__REQUIREMENT__. The stretch from the line with "In each <instance>" through the line with "positive clicks: (137, 293)" in the records below: write it out exactly, and nothing else.

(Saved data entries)
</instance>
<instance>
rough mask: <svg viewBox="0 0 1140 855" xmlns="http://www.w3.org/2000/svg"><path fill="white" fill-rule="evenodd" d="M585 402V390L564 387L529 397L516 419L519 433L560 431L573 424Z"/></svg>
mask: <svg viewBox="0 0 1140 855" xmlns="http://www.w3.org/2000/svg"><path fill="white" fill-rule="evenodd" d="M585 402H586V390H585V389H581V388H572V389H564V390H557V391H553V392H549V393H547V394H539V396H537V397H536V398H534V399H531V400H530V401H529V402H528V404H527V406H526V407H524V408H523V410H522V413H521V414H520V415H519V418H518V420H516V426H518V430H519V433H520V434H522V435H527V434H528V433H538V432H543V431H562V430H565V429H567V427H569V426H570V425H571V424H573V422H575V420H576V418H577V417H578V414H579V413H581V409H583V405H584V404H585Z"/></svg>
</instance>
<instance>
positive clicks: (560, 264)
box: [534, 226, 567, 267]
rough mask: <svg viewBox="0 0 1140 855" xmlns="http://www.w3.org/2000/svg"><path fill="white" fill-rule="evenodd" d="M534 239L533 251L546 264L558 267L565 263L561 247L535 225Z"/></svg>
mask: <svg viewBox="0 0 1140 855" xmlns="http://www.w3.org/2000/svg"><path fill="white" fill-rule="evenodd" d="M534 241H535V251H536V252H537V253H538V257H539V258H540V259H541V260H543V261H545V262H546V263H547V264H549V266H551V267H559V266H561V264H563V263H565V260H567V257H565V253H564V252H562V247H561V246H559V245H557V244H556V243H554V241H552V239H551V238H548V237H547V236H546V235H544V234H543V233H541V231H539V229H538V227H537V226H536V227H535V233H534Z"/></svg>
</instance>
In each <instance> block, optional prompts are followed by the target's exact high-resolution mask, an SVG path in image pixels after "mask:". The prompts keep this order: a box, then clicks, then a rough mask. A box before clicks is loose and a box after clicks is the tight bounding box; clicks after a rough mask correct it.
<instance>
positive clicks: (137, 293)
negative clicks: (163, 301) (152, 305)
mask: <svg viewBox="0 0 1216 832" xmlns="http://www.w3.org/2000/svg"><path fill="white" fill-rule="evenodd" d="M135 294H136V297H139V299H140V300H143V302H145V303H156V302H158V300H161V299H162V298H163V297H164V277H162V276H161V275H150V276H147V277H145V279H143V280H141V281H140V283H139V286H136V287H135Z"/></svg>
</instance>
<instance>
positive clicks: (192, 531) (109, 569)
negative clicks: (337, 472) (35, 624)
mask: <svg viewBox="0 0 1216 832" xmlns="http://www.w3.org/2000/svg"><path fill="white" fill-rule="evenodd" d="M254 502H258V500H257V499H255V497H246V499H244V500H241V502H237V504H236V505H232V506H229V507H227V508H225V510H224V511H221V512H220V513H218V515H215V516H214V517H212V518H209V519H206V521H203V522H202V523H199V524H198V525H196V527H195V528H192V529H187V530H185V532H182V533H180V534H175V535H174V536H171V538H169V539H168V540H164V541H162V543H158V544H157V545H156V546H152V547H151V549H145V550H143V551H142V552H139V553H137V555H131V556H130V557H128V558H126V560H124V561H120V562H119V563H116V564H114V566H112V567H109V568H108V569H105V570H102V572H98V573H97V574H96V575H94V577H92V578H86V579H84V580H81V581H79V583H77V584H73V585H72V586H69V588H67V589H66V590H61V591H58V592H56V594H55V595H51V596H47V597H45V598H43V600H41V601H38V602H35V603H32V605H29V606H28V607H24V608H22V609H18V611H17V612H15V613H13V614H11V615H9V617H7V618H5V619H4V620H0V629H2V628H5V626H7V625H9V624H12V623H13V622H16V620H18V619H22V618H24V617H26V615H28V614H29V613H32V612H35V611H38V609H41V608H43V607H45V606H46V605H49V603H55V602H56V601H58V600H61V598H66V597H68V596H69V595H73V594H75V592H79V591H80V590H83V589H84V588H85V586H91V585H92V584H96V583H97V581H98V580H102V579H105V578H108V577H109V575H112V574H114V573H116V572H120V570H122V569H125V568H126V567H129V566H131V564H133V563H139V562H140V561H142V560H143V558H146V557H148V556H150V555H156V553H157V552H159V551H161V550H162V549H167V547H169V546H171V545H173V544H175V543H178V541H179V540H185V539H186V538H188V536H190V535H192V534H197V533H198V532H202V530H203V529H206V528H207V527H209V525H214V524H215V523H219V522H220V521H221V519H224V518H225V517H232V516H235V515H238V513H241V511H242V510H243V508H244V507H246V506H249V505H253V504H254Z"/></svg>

__EXPECTED ANSWER__.
In each <instance> block, optional prompts are followed by the target's exact high-resolution mask, an SVG path in image pixels after "mask:". The prompts keep this order: a box, then clicks, then a rough mask. A box before clicks is loose and a box after clicks is the tight bounding box; clicks after a rough mask correct it.
<instance>
positive clicks: (137, 293)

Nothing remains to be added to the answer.